▶ _EXERCISE BRIEF_
Copy out all of the records below, scaling every x and y coordinate in the answers by 2.3 and rounding each to a whole number, with halves rounded up. Leave all other text unchanged.

▶ _DATASET CONTENT_
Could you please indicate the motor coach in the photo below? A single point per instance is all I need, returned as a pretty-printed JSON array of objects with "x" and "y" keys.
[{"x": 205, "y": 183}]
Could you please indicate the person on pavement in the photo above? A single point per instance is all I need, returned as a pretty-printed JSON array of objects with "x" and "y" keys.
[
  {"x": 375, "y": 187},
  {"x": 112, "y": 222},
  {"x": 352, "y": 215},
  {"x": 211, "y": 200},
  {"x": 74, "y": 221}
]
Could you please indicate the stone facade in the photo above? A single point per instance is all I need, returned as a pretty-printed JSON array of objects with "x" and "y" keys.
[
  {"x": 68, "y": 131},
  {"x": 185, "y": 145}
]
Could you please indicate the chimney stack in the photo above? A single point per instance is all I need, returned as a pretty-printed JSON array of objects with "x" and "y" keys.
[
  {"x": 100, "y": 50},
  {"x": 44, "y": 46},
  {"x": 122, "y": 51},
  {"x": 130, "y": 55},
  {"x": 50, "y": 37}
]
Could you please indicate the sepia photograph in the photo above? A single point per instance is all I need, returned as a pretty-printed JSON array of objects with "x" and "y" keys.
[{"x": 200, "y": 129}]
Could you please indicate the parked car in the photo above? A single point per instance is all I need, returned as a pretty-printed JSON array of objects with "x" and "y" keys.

▶ _FULL SOLUTION_
Could you please indicate the motor coach in the photo below? A single point per instance is all I need, returned as a pretty-printed JSON array of objects with "x" and "y" keys.
[{"x": 472, "y": 421}]
Could you please indicate the person on pavement in the photo above? A single point per instance is all I need, returned as a pretty-printed JSON array of objects with "x" and "y" keys.
[
  {"x": 863, "y": 430},
  {"x": 258, "y": 511},
  {"x": 810, "y": 495},
  {"x": 485, "y": 460},
  {"x": 170, "y": 508}
]
Could you please indicate the stone facade in the photo above? A single point per instance is all I need, returned as a pretty-printed JSON array of objects with "x" and "y" keys.
[
  {"x": 156, "y": 301},
  {"x": 426, "y": 334}
]
Could you please indicate the chimney stack in the photo above? A single point per instance is all I need, returned as a pretty-printed JSON array of objects with "x" and "y" keys.
[
  {"x": 230, "y": 115},
  {"x": 101, "y": 106},
  {"x": 281, "y": 117},
  {"x": 299, "y": 127},
  {"x": 115, "y": 85}
]
Could you please indicate the sepia photograph in the photo above? A single point per instance is all I need, returned as a pretty-printed JSON array of objects with "x" and "y" keys.
[{"x": 460, "y": 297}]
Could you please indicate the parked car in the photo above? A single point per instance is all I need, returned as a pretty-printed JSON array of objects with "x" and "y" keys.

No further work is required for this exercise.